Passage to read ::
^^^^

X-Lambda

Friday, May 23, 2008

It's 2:24am reporting live

from my bedroom

i've done alot of thinking. about us, and about our future. it hadn't been a smooth start and our relationship was made up of squabbles. we share affection from each other but could never fit together as 1 piece.... ever

it is time to have said "i have tried" instead of i am trying
i have been trying, for the past 14 months. i checked my inbox, and i saw the email which i sent to you long ago, when we were only 6 weeks into the relationship, and i broke down. why?

because things have not changed since then

I quote from my email:

"But each time i tell myself it's all worth it if I'm able to be with you. And yet, could you even count the days where we spent without having even 1 second of emo? I look at everybody else, they have been together for months and they only argue from time to time. Whats worse is that ours is not even an argument. I don't know what it is. Differences? Is that the word they like to use when people initiate a breakup?"

"i ask myself why many many times. Isit ME? Isit You? Is there anyone to blame? Or isit that we are not meant for each other. Each time i think of it my heart hurts alot...."

"and sometimes when you have your mood swings, im slowly beginning to wonder how i can cope with it. everytime im afraid that 6 mths down the road, or 1 year down the road,i cant take it anymore and i'll start scolding you. maybe right now at 6 weeks i still can take it. but times it by another 10 times and i wonder if i can do the same..."

"i wish the world could just freeze at that second, because im in bliss and i never want that to stop. but now is like 80% of time we're unhappy with something and only 20% happy. i wonder if thats the way it begins or what...."

^^^^

What you will do ::
a) How long does the blog post say the writer has been trying in the relationship?
b) Reproduce the stretch of the blog post from "It's 2:24am reporting" through "broke down. why?", word for word.

Extracted information ::
^^^^

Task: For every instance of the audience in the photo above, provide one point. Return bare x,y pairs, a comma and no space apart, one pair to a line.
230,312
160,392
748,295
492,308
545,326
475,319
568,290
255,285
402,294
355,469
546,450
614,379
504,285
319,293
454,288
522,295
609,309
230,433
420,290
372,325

^^^^

Task solutions ::
a) For the past 14 months.

b)
It's 2:24am reporting live

from my bedroom

i've done alot of thinking. about us, and about our future. it hadn't been a smooth start and our relationship was made up of squabbles. we share affection from each other but could never fit together as 1 piece.... ever

it is time to have said "i have tried" instead of i am trying
i have been trying, for the past 14 months. i checked my inbox, and i saw the email which i sent to you long ago, when we were only 6 weeks into the relationship, and i broke down. why?